**Stated goal:** Gather every line of the records below that contains the string "window", and copy each such line in full.

**Information provided:**
######
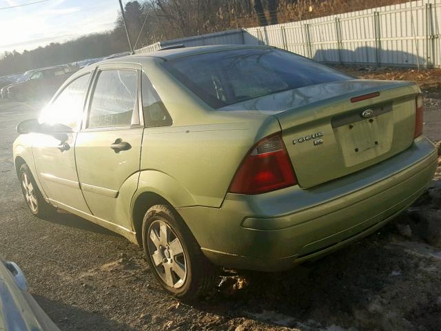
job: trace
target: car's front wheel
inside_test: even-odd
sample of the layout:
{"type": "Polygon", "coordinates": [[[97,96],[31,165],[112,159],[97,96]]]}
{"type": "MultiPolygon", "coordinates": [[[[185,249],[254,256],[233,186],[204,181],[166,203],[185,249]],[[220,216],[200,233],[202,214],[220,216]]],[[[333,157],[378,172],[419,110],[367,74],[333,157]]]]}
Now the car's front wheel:
{"type": "Polygon", "coordinates": [[[54,212],[55,208],[45,201],[28,165],[20,167],[19,177],[23,195],[32,213],[43,218],[54,212]]]}
{"type": "Polygon", "coordinates": [[[179,215],[168,206],[156,205],[147,211],[143,244],[150,269],[169,294],[191,301],[214,287],[217,268],[202,253],[179,215]]]}

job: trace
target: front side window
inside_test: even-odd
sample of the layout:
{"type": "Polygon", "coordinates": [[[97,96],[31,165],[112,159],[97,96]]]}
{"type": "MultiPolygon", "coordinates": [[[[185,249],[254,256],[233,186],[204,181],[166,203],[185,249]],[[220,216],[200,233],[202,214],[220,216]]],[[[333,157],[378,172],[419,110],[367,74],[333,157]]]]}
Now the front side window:
{"type": "Polygon", "coordinates": [[[137,99],[138,72],[106,70],[99,72],[97,79],[88,128],[130,126],[137,99]]]}
{"type": "Polygon", "coordinates": [[[167,61],[163,66],[213,108],[352,78],[305,57],[274,48],[198,54],[167,61]]]}
{"type": "Polygon", "coordinates": [[[84,97],[89,86],[90,74],[72,81],[41,112],[39,121],[50,125],[63,124],[76,130],[83,119],[84,97]]]}
{"type": "Polygon", "coordinates": [[[161,100],[147,75],[142,78],[143,111],[147,126],[169,126],[173,123],[164,103],[161,100]]]}

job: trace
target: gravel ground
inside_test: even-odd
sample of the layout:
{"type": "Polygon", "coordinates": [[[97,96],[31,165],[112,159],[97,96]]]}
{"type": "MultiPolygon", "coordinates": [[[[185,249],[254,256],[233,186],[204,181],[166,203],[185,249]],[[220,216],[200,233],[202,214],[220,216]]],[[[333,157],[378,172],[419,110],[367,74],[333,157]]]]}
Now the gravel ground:
{"type": "MultiPolygon", "coordinates": [[[[441,92],[426,96],[424,130],[441,140],[441,92]]],[[[379,232],[289,272],[224,277],[189,306],[164,294],[121,237],[69,214],[43,221],[28,211],[11,148],[17,124],[36,114],[0,101],[0,254],[21,266],[61,330],[440,330],[441,180],[379,232]]]]}

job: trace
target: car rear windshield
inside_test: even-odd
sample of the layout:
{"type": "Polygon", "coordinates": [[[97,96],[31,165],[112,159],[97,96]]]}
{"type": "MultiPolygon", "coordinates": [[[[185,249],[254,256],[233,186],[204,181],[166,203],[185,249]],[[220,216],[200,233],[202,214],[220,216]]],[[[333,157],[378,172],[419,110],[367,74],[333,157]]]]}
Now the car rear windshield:
{"type": "Polygon", "coordinates": [[[163,66],[213,108],[279,92],[351,79],[326,66],[274,48],[199,54],[163,66]]]}

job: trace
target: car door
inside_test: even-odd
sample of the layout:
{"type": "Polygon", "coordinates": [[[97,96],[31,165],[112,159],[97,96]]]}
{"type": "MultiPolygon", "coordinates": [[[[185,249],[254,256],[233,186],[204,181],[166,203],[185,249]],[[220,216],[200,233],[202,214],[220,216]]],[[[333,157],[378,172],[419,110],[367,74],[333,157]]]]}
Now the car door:
{"type": "MultiPolygon", "coordinates": [[[[139,170],[144,129],[139,112],[140,69],[132,64],[99,67],[88,113],[75,143],[76,167],[84,197],[94,216],[123,227],[118,197],[139,170]]],[[[130,185],[125,194],[134,194],[130,185]]],[[[128,208],[128,206],[127,206],[128,208]]]]}
{"type": "Polygon", "coordinates": [[[33,134],[32,152],[43,190],[54,204],[90,213],[79,186],[74,146],[84,117],[85,96],[92,74],[69,83],[43,110],[39,121],[47,126],[62,124],[65,132],[33,134]]]}

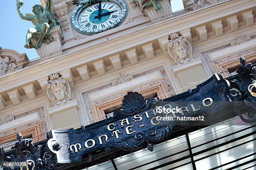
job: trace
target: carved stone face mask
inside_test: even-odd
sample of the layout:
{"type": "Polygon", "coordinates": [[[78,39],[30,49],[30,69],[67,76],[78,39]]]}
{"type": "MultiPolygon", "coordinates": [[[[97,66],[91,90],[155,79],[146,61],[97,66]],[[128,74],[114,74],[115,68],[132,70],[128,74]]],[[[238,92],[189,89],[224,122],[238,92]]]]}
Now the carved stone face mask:
{"type": "Polygon", "coordinates": [[[0,60],[0,70],[3,70],[3,62],[2,60],[0,60]]]}
{"type": "Polygon", "coordinates": [[[61,88],[54,88],[53,93],[59,101],[62,101],[65,99],[65,91],[61,88]]]}
{"type": "Polygon", "coordinates": [[[185,60],[187,58],[187,50],[183,46],[179,46],[176,50],[176,52],[180,59],[185,60]]]}

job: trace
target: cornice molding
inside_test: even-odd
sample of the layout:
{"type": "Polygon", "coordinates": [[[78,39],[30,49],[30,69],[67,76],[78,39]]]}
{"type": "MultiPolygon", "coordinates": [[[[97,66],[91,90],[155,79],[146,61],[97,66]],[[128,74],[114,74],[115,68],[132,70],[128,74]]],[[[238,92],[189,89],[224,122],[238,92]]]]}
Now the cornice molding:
######
**The completed task:**
target: front side window
Now the front side window:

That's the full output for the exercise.